**TEXT TO READ:**
---*---

# Most Aggressive fish



## Poseidon X (Jan 31, 2003)

A great little videos from FHUSA member jaiofspam, displaying the insanely aggressive nature of Kamfa flowerhorns. How many of your fish leap of their tank to attack you?:rock:

(Woops please see below for the actuall link.. this is just a link to FHI i guess)
KAMFA VIDEO

I have a simliar video with a much larger fish if anyone wants to host it.


----------



## Xenon (Nov 15, 2002)

there is no video in that link. Actually looks more like an advertisement to me....:rock:


----------



## lemmywinks (Jan 25, 2004)

no video, just a bunch of flowerhorn pics...


----------



## Winkyee (Feb 17, 2003)

This might be the one


----------



## dead golfish (Apr 24, 2003)

that is realy aggressive


----------



## thePACK (Jan 3, 2003)

nice video...no i don't have a fish that attacks and jump 50 feet in the air like shamu(sp?).... but i have a puffer that will spit water out at me when i take the top off the tank..


----------



## Poseidon X (Jan 31, 2003)

haha shamu :laugh:

Shamu with little tiny razor sharp teeth... look at the bones

I think it was peacock before that ask why people kept the water on their flowerhorn tanks down below full... well they always hit the damn lids if not :laugh:


----------



## lemmywinks (Jan 25, 2004)

thats an agressive flowerhorn! mine will bite at my hand while im cleaning the aquarium but he hasnt jumped out of the water yet..


----------



## Poseidon X (Jan 31, 2003)

this one is about the way my kamfa acts, my RIP short body ZZ was beyond words though lol


----------



## Fruitbat (Jan 2, 2004)

Hell's bells! My Tiger Barbs will jump out of the water to get at frozen bloodworms in my hand. Every time I put my arm in the tank to clean the glass they bite me mercilessly....of course they can't quite do the damage that a FH can but they're still pretty darned aggressive!


----------



## acestro (Jul 7, 2003)

---*---

(Position annotation records)
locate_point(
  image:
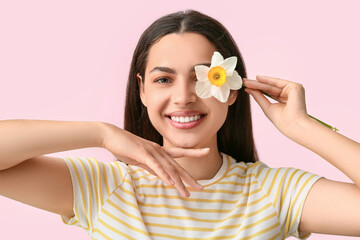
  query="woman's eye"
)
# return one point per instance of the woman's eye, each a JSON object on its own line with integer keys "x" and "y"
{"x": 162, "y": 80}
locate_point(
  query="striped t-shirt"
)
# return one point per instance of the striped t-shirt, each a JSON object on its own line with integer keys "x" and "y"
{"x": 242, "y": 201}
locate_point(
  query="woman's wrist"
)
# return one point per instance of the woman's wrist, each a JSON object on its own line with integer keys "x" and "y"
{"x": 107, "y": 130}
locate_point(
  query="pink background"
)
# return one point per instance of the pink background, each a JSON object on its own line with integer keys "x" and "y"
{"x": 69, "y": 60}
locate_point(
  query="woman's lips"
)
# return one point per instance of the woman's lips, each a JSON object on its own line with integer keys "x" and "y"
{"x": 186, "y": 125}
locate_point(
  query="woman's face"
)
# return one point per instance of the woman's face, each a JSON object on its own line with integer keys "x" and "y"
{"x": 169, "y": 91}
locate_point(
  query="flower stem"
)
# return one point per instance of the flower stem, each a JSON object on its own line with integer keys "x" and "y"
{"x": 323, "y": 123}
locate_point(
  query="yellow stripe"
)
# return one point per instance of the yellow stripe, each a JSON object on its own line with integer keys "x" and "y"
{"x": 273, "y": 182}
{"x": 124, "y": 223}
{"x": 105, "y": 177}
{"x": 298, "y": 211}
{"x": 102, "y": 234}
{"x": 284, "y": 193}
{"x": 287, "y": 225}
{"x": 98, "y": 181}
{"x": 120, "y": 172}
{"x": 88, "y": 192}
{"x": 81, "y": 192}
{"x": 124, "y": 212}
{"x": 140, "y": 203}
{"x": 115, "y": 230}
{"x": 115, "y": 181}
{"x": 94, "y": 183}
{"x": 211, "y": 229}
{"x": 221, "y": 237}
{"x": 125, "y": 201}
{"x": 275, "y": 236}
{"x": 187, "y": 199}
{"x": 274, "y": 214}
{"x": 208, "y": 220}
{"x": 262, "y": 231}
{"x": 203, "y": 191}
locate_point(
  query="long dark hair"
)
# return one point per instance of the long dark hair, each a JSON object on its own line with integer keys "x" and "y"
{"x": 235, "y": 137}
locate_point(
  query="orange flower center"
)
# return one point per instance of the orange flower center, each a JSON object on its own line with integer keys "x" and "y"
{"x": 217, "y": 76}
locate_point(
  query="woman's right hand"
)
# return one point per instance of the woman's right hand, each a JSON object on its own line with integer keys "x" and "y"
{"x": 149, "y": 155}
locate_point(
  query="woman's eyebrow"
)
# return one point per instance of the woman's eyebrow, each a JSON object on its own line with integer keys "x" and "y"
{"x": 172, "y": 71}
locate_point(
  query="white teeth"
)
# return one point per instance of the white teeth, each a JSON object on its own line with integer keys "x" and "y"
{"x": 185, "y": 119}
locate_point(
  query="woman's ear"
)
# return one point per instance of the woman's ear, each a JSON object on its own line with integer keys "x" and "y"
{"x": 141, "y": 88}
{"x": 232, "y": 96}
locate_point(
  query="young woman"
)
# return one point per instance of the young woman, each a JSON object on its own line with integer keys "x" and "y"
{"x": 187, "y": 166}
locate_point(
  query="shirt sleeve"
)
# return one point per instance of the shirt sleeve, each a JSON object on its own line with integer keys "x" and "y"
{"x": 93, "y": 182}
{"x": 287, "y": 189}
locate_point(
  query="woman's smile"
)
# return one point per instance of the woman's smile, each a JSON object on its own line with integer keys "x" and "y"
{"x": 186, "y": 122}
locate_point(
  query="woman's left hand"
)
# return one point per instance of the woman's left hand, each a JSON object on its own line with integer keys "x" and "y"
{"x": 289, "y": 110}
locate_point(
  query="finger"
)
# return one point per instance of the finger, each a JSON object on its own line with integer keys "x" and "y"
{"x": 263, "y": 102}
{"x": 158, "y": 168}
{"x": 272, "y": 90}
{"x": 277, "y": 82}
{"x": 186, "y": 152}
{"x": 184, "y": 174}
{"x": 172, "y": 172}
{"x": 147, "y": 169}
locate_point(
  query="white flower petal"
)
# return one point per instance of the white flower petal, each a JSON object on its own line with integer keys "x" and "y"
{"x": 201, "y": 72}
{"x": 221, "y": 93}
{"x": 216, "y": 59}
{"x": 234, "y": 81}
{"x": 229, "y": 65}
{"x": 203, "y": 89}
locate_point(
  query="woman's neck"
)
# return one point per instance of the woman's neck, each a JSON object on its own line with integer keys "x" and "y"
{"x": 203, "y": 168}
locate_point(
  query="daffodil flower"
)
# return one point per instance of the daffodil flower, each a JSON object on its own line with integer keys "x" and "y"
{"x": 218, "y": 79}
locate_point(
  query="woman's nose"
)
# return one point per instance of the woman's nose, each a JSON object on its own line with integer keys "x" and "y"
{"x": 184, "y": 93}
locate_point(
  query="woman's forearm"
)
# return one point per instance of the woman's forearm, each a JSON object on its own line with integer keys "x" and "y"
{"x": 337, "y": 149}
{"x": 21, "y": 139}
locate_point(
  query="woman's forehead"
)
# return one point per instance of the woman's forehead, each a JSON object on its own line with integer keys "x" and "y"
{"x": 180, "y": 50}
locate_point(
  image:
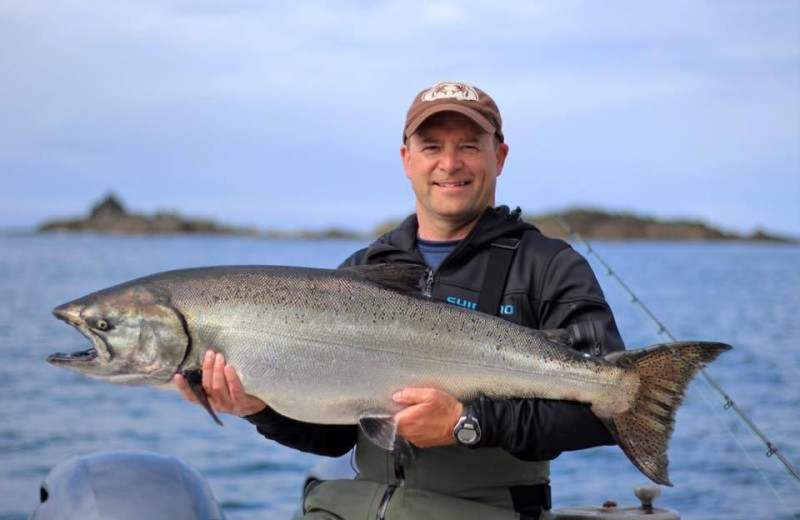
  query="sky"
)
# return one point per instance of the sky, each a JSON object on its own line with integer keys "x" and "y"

---*---

**ACTIONS TO TAKE:**
A. From the thread about aggressive fish, copy the part that begins at the words "## dead golfish" and stops after "off the tank..", swapping "puffer" for "pufferfish".
B. In the thread about aggressive fish, what do Fruitbat's Tiger Barbs jump out of the water to get?

**TASK RESPONSES:**
A.
## dead golfish (Apr 24, 2003)

that is realy aggressive


----------



## thePACK (Jan 3, 2003)

nice video...no i don't have a fish that attacks and jump 50 feet in the air like shamu(sp?).... but i have a pufferfish that will spit water out at me when i take the top off the tank..

B. Frozen bloodworms in Fruitbat's hand.